** WHAT YOU HAVE TO DO **
The material below contains a line with "the green military-style" and a line with "Objective — a point for each instance of the man's". Copy exactly those two lines and all lines between them.

** AVAILABLE RECORDS **
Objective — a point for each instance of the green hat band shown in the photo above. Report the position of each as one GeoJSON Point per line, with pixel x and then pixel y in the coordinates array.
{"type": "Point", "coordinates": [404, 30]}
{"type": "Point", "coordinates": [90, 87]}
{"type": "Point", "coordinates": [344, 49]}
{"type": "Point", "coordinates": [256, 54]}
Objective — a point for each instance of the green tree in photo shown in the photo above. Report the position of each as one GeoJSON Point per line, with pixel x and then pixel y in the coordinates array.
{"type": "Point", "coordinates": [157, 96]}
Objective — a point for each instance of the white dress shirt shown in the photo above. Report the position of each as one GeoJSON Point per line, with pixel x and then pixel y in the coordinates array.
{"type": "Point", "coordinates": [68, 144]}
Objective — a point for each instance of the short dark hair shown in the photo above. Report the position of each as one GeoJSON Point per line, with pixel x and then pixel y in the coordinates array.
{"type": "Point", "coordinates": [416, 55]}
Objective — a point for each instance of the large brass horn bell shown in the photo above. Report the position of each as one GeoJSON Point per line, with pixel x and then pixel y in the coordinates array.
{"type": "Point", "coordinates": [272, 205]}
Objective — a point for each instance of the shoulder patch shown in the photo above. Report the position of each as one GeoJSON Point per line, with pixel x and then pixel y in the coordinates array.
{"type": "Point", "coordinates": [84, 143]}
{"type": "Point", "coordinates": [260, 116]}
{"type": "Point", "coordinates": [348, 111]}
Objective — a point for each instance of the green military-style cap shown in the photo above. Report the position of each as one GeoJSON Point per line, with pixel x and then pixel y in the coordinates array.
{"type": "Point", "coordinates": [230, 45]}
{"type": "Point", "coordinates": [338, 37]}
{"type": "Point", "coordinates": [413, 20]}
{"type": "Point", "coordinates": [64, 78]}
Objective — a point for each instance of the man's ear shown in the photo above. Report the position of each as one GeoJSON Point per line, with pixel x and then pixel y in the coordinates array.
...
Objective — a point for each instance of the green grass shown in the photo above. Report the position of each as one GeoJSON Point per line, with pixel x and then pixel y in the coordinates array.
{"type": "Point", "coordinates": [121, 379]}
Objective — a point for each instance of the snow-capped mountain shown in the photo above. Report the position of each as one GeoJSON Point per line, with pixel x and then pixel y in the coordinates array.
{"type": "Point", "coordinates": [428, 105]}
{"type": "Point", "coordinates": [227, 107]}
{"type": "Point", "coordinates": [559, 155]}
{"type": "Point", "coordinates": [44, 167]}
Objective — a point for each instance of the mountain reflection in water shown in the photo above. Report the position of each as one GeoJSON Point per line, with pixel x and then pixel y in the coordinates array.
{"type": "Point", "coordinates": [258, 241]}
--
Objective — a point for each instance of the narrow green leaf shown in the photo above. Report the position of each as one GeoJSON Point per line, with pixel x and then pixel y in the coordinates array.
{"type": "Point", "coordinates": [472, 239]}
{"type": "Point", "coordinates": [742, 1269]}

** RESULT **
Objective — a point for each instance of the green military-style cap shown in the photo above. Report the position of each as one GeoJSON Point per line, with pixel x and then pixel y in the coordinates array.
{"type": "Point", "coordinates": [230, 45]}
{"type": "Point", "coordinates": [338, 37]}
{"type": "Point", "coordinates": [413, 20]}
{"type": "Point", "coordinates": [64, 78]}
Objective — a point for each instance of the man's ear shown in the photo above. Report the position of each as one GeoJSON Point per line, with pixel x and then pixel y in the coordinates array.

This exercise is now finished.